### O que fazer
Por favor, troque "hermenêutica constitucional" por "interpretação constitucional" no texto sobre a dignidade da pessoa humana e reescreva a parte que vai de "O presente trabalho" até "como regras auto-aplicáveis.".

### Trecho fornecido
※

O ordenamento jurídico está escalonado em diferentes patamares, estando no topo a Constituição Federal, cujas normas e princípios regem a aplicação das demais normas jurídicas, de acordo com o princípio da supremacia da constituição.

Sendo o princípio da dignidade da pessoa humana um dos fundamentos da Republica Federativa do Brasil - constituída em um Estado democrático de direito - importante investigar se esse princípio tem prevalência entre os demais, diante da ausência de hierarquia entre os princípios, cujos conflitos são solucionados através da técnica da ponderação.

O presente trabalho pretende verificar a relevância desse princípio diante da busca por uma nova hermenêutica constitucional que se adapte ao modelo pós-positivista proposto, que apresenta os princípios como regras auto-aplicáveis.

Com essa finalidade, será empreendida pesquisa bibliográfica, com destaque para o material estudado durante a disciplina de Interpretação Constitucional, a fim de se efetuar uma análise crítica do tema.

※

### Extrato de dados
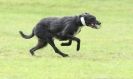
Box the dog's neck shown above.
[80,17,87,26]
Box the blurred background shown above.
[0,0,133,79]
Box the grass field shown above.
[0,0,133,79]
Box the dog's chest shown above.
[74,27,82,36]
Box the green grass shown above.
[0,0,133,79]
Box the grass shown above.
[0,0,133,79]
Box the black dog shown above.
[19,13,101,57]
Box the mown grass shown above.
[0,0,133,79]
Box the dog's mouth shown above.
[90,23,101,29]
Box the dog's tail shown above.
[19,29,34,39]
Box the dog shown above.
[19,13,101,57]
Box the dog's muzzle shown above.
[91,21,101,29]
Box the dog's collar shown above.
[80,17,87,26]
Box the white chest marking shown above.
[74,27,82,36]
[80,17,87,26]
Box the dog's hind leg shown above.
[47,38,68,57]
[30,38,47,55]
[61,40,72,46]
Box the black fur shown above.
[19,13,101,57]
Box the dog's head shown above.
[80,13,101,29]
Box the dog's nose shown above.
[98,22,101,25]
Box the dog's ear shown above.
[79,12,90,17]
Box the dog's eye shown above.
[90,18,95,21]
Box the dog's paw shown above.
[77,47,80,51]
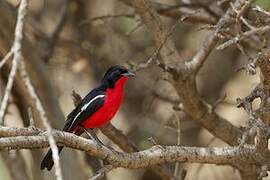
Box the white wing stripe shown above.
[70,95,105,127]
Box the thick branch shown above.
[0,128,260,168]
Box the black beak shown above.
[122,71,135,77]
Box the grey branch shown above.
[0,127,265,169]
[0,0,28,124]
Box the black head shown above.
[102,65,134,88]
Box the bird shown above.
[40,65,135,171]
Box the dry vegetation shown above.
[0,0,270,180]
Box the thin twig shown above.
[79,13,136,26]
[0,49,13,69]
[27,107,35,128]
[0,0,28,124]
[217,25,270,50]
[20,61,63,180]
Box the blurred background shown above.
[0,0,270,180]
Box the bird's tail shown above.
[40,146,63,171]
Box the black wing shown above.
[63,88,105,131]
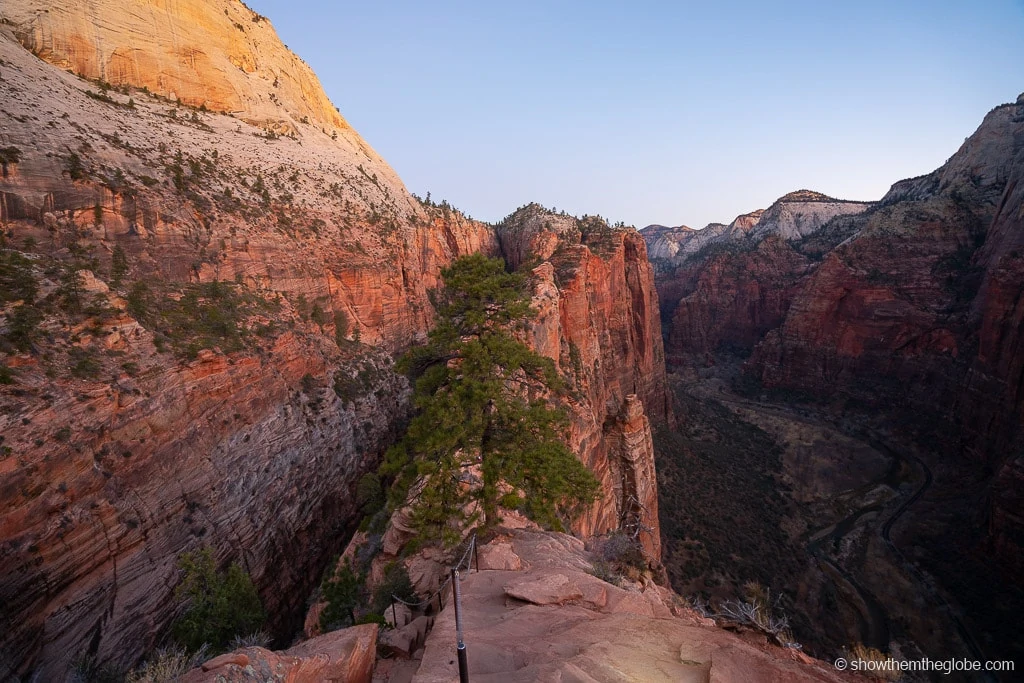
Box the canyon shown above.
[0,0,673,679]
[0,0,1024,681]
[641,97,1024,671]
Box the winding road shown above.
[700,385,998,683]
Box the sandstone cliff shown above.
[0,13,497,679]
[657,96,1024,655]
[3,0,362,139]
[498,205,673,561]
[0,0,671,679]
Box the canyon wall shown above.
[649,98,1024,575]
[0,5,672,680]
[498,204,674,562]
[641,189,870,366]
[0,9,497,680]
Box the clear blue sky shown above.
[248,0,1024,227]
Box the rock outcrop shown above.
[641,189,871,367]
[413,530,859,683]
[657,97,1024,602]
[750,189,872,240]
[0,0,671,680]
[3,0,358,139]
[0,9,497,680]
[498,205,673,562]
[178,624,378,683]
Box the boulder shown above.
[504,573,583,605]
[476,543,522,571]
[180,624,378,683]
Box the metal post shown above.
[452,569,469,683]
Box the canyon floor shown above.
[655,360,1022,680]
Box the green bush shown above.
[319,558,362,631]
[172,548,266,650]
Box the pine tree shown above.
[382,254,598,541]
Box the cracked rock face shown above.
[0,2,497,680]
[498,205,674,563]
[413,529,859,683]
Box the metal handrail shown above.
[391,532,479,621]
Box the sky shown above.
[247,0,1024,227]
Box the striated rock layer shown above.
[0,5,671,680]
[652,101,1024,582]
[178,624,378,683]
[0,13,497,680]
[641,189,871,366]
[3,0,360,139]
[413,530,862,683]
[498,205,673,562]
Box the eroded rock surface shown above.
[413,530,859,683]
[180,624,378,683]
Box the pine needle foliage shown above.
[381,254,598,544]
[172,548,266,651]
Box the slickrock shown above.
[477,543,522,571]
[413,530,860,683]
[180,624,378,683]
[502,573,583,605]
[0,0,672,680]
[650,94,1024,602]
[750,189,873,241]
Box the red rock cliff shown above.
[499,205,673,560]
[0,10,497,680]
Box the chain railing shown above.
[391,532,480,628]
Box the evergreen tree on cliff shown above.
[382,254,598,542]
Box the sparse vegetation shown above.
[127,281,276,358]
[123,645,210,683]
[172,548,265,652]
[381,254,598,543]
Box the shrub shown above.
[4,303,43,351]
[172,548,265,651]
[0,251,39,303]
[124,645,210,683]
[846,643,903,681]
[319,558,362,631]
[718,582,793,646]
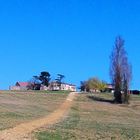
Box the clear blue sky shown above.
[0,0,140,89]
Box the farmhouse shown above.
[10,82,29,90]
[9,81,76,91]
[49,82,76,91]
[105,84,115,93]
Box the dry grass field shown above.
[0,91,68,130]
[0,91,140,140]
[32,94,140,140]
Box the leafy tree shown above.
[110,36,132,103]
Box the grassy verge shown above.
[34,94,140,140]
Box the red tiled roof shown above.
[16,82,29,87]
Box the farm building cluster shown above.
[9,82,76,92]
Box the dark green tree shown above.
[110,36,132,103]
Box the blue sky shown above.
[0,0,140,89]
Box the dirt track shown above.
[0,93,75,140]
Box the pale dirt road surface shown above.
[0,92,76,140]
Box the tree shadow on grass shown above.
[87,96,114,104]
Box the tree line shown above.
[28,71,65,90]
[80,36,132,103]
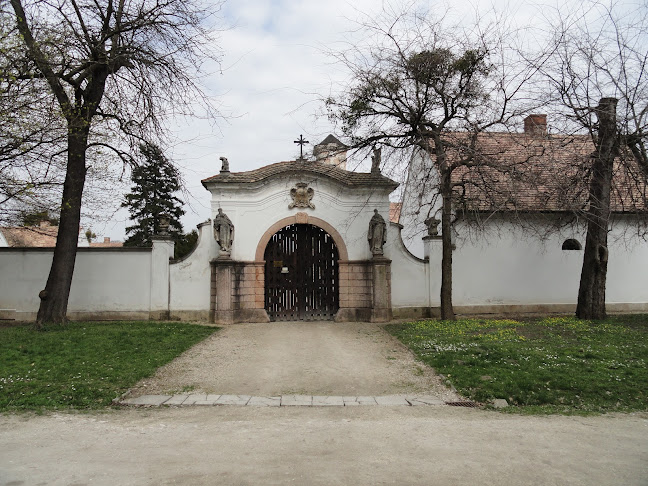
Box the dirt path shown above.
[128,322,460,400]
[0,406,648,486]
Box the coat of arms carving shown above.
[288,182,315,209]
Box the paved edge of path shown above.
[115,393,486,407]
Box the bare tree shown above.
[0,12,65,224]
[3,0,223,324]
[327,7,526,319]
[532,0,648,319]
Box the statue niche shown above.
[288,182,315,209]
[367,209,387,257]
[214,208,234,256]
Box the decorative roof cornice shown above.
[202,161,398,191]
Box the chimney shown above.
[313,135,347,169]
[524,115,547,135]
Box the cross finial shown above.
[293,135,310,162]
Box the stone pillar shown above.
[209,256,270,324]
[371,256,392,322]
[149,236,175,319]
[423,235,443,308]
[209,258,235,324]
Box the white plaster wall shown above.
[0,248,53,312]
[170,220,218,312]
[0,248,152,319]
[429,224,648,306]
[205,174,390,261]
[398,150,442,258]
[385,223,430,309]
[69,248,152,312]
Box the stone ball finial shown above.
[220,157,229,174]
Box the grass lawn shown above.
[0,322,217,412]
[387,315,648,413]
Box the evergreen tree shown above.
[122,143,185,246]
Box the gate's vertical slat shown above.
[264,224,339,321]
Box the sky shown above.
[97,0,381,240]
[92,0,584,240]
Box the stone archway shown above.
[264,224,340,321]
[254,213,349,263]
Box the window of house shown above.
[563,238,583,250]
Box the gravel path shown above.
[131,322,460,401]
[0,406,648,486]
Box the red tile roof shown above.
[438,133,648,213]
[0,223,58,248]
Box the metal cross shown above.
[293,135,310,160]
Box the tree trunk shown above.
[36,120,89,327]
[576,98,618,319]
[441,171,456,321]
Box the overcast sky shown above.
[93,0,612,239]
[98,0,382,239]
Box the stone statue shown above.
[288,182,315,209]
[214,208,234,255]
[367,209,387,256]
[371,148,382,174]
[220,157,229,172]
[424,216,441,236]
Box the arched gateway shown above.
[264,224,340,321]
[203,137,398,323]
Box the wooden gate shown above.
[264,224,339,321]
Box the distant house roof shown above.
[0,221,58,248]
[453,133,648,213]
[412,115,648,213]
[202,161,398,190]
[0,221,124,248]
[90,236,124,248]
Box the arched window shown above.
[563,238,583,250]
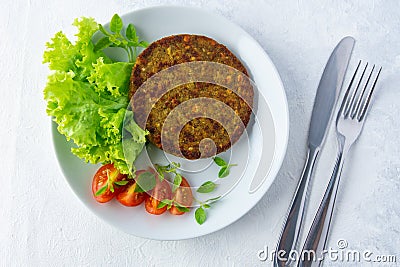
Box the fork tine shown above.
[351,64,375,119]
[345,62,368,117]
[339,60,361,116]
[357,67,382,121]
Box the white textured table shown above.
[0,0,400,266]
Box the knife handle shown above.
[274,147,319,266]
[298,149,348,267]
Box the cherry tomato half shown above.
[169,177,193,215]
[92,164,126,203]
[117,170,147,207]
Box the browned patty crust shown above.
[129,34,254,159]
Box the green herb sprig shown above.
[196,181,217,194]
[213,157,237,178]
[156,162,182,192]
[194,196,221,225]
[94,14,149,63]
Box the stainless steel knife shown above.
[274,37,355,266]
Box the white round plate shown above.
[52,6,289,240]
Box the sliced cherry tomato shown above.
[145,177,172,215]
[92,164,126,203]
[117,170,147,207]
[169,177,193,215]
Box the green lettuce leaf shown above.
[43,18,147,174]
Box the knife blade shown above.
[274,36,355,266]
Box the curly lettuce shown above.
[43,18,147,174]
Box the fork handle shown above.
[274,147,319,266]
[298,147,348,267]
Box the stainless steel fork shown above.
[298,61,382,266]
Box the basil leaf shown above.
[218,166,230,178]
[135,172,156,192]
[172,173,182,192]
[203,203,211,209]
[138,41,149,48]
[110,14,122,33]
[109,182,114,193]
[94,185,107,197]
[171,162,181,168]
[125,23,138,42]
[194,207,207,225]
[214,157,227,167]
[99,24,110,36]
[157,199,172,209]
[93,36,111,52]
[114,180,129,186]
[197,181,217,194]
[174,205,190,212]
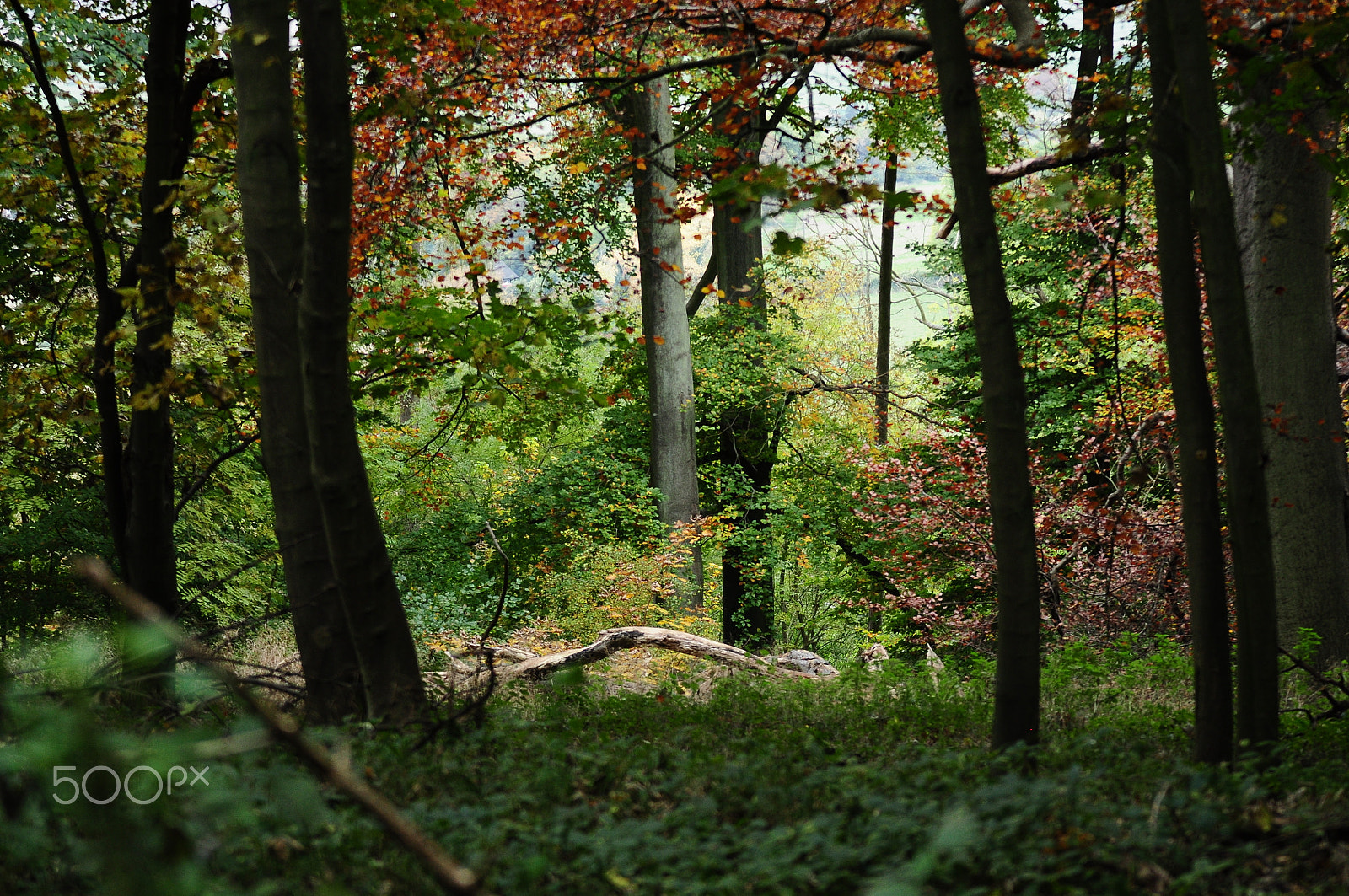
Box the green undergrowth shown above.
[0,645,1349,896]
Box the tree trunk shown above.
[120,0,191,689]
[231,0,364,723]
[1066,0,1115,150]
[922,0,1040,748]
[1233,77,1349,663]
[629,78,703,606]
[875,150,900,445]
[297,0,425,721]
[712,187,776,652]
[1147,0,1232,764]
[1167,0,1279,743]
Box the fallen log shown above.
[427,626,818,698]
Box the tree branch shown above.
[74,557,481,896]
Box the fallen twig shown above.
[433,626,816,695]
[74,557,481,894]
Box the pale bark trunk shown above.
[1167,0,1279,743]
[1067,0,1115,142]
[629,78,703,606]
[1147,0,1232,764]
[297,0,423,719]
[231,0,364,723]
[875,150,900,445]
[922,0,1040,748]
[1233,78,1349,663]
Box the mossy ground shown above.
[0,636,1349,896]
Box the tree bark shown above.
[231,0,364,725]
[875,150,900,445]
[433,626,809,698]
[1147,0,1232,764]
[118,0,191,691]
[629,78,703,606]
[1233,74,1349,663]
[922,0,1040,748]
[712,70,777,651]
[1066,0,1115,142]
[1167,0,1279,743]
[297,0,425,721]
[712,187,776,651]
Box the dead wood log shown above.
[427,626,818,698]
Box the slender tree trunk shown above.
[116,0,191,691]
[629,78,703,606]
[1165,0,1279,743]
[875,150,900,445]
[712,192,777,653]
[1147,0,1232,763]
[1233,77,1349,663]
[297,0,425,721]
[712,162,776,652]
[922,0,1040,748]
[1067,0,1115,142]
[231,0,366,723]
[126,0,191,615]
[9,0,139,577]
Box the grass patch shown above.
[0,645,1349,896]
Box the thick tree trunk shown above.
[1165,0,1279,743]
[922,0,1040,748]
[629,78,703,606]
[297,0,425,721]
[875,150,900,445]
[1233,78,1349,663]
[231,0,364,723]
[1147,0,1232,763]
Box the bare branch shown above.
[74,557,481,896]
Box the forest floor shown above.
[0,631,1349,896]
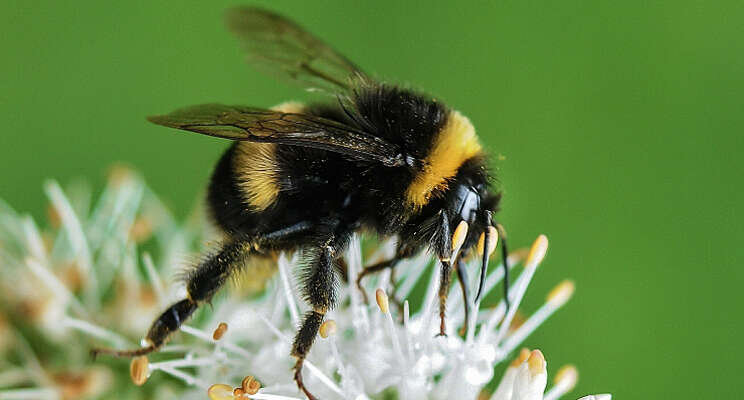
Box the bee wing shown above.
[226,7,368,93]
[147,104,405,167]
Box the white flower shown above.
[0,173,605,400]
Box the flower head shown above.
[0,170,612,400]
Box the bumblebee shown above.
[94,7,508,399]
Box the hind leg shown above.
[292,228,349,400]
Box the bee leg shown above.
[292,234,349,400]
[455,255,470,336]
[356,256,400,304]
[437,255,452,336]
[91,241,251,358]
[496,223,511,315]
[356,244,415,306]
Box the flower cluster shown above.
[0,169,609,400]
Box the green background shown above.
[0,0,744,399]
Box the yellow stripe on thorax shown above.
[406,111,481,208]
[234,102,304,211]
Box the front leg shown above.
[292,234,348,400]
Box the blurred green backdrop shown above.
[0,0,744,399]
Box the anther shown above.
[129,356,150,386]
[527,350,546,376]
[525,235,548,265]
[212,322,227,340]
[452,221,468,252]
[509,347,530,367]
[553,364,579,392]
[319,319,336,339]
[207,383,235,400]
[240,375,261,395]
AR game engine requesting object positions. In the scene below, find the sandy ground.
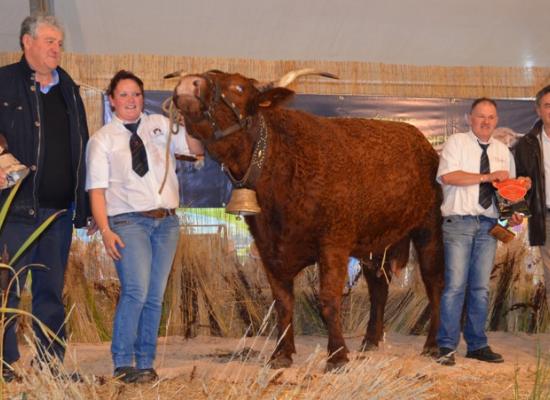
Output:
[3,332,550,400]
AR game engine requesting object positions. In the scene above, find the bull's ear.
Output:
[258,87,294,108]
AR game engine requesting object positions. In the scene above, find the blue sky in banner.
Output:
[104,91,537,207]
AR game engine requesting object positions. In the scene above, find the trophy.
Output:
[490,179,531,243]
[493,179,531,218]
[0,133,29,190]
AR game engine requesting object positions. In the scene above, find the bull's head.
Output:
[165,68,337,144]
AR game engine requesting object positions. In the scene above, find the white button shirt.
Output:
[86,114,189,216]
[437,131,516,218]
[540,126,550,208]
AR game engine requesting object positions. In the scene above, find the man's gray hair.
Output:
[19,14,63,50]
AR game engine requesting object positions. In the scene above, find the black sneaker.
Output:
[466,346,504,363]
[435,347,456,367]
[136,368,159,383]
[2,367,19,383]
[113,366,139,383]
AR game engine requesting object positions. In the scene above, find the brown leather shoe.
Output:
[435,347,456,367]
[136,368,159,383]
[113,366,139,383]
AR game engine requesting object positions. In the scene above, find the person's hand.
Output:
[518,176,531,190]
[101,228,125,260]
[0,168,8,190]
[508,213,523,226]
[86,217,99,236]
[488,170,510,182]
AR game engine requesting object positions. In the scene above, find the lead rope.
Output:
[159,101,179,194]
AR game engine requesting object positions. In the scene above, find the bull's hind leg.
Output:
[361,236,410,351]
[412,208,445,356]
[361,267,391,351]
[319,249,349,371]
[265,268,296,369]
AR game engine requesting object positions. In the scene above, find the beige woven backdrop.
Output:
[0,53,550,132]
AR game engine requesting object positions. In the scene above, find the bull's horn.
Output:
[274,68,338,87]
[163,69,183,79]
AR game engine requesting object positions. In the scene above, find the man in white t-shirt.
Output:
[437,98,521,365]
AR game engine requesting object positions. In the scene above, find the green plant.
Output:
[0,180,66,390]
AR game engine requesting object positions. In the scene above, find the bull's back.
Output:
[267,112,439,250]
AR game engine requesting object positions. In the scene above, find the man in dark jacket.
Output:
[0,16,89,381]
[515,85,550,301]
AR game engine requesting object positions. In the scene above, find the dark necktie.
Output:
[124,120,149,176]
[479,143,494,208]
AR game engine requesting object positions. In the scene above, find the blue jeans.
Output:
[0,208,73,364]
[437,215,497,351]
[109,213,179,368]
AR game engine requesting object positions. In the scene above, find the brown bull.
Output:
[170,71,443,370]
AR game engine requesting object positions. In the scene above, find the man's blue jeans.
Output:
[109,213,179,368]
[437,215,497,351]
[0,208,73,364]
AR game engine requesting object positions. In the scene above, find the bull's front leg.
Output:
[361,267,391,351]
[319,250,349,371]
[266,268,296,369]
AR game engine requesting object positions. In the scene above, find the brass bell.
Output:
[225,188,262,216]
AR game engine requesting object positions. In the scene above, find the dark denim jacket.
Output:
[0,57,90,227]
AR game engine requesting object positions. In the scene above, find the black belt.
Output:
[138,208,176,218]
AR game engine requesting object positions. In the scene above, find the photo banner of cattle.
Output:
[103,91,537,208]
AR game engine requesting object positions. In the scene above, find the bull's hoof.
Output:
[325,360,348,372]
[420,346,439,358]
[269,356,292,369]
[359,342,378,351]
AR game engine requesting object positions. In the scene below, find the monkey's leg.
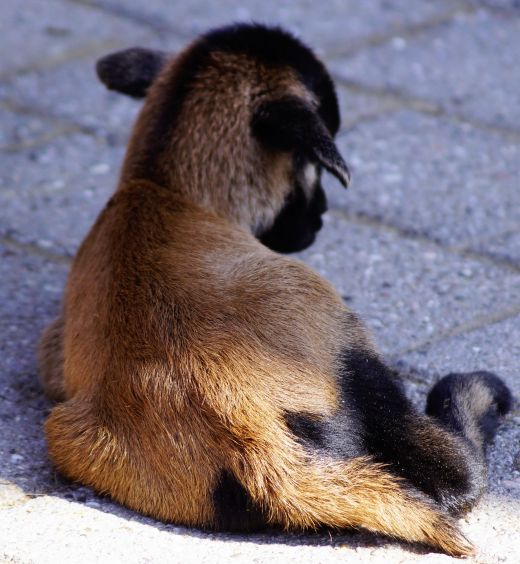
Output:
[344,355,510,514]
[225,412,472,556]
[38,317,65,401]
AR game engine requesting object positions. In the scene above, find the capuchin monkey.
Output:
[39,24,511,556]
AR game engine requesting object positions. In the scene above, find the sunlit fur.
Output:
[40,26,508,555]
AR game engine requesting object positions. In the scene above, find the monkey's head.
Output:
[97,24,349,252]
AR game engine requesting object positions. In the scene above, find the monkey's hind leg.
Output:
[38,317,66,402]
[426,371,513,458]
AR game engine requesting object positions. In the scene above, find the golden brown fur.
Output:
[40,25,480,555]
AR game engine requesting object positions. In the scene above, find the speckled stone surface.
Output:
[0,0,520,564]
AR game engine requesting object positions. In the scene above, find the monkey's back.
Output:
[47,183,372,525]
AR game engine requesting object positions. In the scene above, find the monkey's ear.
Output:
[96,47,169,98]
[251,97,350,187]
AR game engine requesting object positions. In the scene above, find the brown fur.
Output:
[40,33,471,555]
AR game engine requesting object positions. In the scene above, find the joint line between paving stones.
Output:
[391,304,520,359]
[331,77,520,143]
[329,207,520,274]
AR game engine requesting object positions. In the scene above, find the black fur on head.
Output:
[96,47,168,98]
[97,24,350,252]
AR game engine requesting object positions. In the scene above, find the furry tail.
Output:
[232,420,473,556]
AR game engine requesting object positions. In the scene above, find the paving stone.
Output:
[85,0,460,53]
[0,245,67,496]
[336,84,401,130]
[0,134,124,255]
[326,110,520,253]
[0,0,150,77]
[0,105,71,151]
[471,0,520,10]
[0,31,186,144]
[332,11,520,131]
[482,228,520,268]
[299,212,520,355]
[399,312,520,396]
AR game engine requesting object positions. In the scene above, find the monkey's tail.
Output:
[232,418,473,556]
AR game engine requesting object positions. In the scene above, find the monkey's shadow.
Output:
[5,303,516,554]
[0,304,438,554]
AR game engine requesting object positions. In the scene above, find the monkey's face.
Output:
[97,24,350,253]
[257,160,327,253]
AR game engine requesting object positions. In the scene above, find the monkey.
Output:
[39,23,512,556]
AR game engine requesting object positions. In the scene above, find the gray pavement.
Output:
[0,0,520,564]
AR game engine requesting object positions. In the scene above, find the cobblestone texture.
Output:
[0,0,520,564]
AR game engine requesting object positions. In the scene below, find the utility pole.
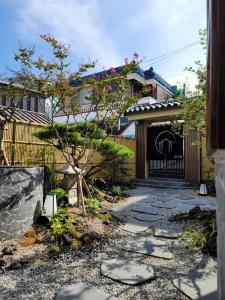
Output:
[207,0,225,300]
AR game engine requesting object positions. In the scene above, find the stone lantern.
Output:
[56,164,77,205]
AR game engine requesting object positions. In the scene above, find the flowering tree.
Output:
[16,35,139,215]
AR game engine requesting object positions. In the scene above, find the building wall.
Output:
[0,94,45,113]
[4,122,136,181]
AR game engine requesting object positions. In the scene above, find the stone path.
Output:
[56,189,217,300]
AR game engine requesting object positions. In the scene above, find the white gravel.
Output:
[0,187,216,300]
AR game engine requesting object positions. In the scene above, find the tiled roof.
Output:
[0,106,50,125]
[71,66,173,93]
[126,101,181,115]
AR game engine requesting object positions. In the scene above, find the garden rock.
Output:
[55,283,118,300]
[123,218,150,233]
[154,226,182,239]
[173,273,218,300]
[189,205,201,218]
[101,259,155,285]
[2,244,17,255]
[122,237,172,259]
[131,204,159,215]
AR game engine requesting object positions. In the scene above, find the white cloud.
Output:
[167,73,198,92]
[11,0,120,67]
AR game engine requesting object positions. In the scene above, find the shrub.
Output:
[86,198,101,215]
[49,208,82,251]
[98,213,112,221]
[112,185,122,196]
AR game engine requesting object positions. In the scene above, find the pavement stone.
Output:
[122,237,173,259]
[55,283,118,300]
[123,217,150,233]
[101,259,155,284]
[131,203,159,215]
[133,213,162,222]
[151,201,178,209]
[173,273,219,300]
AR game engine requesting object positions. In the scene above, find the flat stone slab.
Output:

※

### Resposta correta
O presente trabalho pretende verificar a relevância desse princípio diante da busca por uma nova interpretação constitucional que se adapte ao modelo pós-positivista proposto, que apresenta os princípios como regras auto-aplicáveis.